[SET TASK A]: Which distinct usernames appear as post authors in the forum thread below about Office's default browser?

[ARTICLE]:
# Is it possible to change Office's default browser?



## ecuadoreric (Jun 12, 2005)

Hello. When I click a web link in an Excel spreadsheet or in a Word document, it insists on opening in IE, but I don't want it to open in IE. I use an add-on that extends IE's functionality (Maxthon) and, although it's not a browser, it's considered a browser in that it's my default browser. But links in Office apps insist on opening up in IE. But what if I want them to open up in Maxthon or, for that matter, Mozilla if Mozilla were my default browser? I realize Microsoft wants you to use Microsoft products, but is there any registry modification or anything else that will allow me to specify where I want web links in Office documents to open up? Thank you.


----------



## AdrianLewis (Jun 13, 2005)

Microsoft Windows uses the default Web browser setting when you click links in a document or on a Web page. Windows uses Microsoft Internet Explorer by default, but you can change to a different browser if you want to.

To change from Internet Explorer to another browser, do one of the following:

1> If you haven't installed another browser, do that first. During installation, most browsers display a message asking if you want to use that browser as the default browser. 
2> If the browser that you want to use is already installed, open it. You should see a message asking if you want to use that browser as the default browser. If you don't see the message, use the following instructions, but choose the browser that you want to use instead of Internet Explorer.


----------



## ecuadoreric (Jun 12, 2005)

Thank you for the reply, but I'm not talking about what browser _Windows_ uses by default. I'm talking about the browser that _MS Office_ uses. MS Office does _*not*_ use whatever default browser you're using; it forces IE. How do I know? From years of painful experience with Win 98, Win XP, Office 2000 and Office 2003. My default browser is Maxthon, but when I click a web link in Word or Excel, the web page opens in IE, not in Maxthon. So, again, my question is can I change this so that Office links will open in whatever my default browser is, which is Maxthon?


----------



## NoReason (Nov 15, 2004)

in excel, go to Tools -->options-->and the General tab.
Click the button that says "web options". Click the tab that says browsers, and choose yours.


----------



## hopper (May 21, 2005)

I have Office 2000 and the _only_ app that has that option is Word. Not even FrontPage, which you would think it definately would let you change the preview browser, wouldn't you? You have to design your webpages to look good in all browsers, for crying out loud. Word gave me a choice between IE 5.0 and IE 4.0, which is weird since I run IE 6. I didn't change my default browser in Windows, because you already said that it didn't change Office's defaults. I have alot of different browsers, even Netscape and opera. I spend as much time in Firefox as I do in IE. Office doesn't even acknowlege their existance.

There must be a registry hack or something, but I wouldn't know where.


----------



## hopper (May 21, 2005)

In Office 2003, all apps recognize Netscape.


----------

[SET TASK B]: Which lines of the records below contain the word "shirt"? Select each of them and copy it out.

Stored entries:
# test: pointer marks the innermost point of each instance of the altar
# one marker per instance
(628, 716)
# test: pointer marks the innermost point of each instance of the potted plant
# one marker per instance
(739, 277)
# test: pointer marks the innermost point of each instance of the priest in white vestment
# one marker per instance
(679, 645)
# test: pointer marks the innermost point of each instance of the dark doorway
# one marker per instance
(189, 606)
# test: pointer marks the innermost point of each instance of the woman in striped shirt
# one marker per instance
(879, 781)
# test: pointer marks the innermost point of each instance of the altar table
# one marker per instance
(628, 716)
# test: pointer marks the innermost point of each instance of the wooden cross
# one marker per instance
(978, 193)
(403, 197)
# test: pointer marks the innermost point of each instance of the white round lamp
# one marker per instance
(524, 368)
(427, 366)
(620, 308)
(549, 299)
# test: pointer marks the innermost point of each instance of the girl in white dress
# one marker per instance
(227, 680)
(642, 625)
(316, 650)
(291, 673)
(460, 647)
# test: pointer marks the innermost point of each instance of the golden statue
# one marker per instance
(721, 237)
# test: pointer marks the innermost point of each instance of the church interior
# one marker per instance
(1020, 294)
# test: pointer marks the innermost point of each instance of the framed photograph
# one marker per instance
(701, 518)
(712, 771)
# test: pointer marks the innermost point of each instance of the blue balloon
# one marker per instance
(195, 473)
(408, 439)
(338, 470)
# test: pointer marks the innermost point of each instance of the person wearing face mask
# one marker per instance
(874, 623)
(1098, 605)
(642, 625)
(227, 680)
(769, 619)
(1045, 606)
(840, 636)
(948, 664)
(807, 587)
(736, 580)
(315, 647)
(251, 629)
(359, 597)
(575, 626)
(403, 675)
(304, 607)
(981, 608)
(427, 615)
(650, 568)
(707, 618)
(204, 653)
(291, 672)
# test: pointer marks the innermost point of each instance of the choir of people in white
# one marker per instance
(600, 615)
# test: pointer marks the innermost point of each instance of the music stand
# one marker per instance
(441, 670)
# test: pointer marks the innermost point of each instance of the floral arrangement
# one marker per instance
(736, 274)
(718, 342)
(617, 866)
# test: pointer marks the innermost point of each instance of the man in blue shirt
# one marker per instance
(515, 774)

[WRITTEN REPLY A]: ecuadoreric, AdrianLewis, NoReason, hopper

[WRITTEN REPLY B]:
# test: pointer marks the innermost point of each instance of the woman in striped shirt
# test: pointer marks the innermost point of each instance of the man in blue shirt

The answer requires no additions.